[QUOTED PASSAGE Boundary: Start]

Despite the invaluable role that they play in their communities, these organizations tend to be under-valued, under-resourced and often struggle to survive. A broader look at the sector shows that the failure to support CBOs is part of a chronic and systemic funding disparity — one that is a reflection of the distrust on the part of many funders.

This distrust is expressed through practices such as equating “local” with “risky”, deprioritizing core funding, setting the proposal without input from communities, relying on a rigid and predetermined set of outcomes to measure success, and viewing “small” as the antithesis of scale or impact. These practices disproportionately impact CBOs led by proximate leaders and for whom gaining legitimacy from funders is the most difficult challenge.

CBO leaders often feel frustrated by these hurdles and the majority that work with International Non-Governmental Organizations have expressed that they do not find the relationship mutually beneficial. One legacy CBO shared: “When we are treated as just implementers, our power is not harnessed. When donors assume they know best, they are only hindering change.”

CBOs support local communities in meaningful and authentic ways that are rooted in their lived experiences, and with commitment to the agency of people in their own systems.

Reimagining Partnerships with Community-Based Organizations

Earlier this year, we partnered with Firelight Foundation (Firelight) to reimagine what partnerships with CBOs and funders could look like. Firelight is a multi-donor public charity fund that supports CBOs working to improve systems for children, families and young people in Eastern and Southern Africa. Since its inception, it has supported more than 500 CBOs across 12 African countries, impacting millions of children and young people.

[QUOTED PASSAGE Boundary: End]
[DATA IN THIS EXERCISE Boundary: Start]

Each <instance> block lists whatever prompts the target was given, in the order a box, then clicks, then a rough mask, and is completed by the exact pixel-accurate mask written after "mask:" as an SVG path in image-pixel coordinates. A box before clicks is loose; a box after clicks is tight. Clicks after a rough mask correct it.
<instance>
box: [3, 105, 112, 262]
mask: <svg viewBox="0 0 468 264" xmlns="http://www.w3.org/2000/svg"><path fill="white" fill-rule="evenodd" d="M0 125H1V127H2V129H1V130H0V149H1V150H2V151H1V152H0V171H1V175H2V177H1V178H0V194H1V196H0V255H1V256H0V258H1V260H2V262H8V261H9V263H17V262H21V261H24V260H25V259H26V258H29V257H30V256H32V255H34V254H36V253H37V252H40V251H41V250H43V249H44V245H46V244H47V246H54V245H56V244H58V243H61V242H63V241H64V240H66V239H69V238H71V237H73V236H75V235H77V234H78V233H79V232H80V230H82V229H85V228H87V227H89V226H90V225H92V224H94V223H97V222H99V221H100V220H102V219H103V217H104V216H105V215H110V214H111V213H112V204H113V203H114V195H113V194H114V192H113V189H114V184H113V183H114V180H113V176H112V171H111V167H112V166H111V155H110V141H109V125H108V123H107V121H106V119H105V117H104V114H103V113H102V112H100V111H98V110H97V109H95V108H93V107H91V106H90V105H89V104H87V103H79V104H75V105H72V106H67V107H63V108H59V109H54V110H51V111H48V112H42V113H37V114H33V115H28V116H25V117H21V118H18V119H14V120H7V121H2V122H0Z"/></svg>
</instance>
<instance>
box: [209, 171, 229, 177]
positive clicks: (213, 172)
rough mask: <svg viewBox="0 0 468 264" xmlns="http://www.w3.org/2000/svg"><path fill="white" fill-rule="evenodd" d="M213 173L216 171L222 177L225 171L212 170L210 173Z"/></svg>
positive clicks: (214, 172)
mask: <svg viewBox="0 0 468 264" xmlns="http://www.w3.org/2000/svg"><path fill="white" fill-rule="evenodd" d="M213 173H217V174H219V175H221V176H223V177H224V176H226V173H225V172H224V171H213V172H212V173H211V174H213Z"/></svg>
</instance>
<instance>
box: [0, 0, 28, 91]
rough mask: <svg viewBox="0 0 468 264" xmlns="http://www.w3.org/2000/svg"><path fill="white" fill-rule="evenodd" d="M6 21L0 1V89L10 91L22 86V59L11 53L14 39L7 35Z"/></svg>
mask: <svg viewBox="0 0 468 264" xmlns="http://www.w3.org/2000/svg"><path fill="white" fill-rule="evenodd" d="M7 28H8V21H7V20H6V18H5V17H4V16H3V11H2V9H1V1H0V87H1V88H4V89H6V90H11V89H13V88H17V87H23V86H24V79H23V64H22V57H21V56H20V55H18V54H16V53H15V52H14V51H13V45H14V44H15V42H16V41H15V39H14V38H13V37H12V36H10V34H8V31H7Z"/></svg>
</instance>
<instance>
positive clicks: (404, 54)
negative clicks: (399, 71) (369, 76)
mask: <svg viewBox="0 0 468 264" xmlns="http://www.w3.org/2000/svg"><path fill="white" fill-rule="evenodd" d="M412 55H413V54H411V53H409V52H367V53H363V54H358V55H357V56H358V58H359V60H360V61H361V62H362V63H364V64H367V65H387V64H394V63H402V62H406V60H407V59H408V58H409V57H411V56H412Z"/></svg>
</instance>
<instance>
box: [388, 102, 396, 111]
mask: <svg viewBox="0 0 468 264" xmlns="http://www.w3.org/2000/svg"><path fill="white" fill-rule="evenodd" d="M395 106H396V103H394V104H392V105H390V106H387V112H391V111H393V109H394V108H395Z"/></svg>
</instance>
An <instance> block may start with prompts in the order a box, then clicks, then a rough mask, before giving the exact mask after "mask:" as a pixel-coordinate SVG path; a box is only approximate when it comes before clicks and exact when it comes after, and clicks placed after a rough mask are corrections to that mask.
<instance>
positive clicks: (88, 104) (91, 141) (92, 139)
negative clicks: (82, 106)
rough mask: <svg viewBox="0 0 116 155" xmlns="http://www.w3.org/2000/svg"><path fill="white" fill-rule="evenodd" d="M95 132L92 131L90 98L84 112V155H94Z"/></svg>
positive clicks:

[DATA IN THIS EXERCISE Boundary: End]

## INSTRUCTIONS
1. Count the lines of the records that contain the string "positive", treating case as significant, and reply with the number alone.
2. Extend the text about community-based organizations and their funders by continuing on from its final sentence.
The text and the records have nothing to do with each other.

## ANSWERS TO THE PROBLEMS
1. 5

2.
Firelight’s unique model lies at the intersection of its tools and practices that ensure joint ownership and a shared vision. The team works with communities to identify challenges and co-design solutions. Their cluster approach groups CBOs with similar focus and brings them together on a regular basis to learn from one another, bond and connect. Firelight also provides bespoke and collective capacity-strengthening programs defined by the CBOs and communities themselves.

The evidence of Firelight’s impact is best demonstrated in their recent work in Malawi where Firelight supported a cluster of CBOs to improve adolescent girls’ access to secondary school and their transition through higher education. Together they concluded that fixing one point on the schooling continuum — such as encouraging girls to go to class — wouldn’t have much impact unless all parts of the continuum were addressed. FIrelight supported CBOs and communities by coordinating their collective actions, and navigating and addressing the complex web of factors that impact learning for girls.

Firelight did not try to create a new CBO nor convince communities to pursue an idiosyncratic program. Instead, through a carefully structured process, they focused on what was most relevant to each CBO and their community, targeting different challenges along the continuum. For instance, this meant adding classrooms and dormitories for some communities, while for others the focus was on income-generating activities for families who struggled to pay tuition.

Thanks to Firelight’s partnership with CBOs, communities shifted their attitudes toward the value of school for girls, began to hold the government accountable for the quality of their schools, and most importantly gave girls access to safe spaces for learning and confidence in their futures. Astoundingly, readmission rates went up almost 20-fold and pregnancy-related drop-outs decreased from 17 to five in one year.

Co-Creating with Youth as Trusted Partners

Our partnership with Firelight is anchored on the shared belief that young people are the most powerful resource to create change. Youth are critical voices in chartering new solutions and territories for themselves and their communities.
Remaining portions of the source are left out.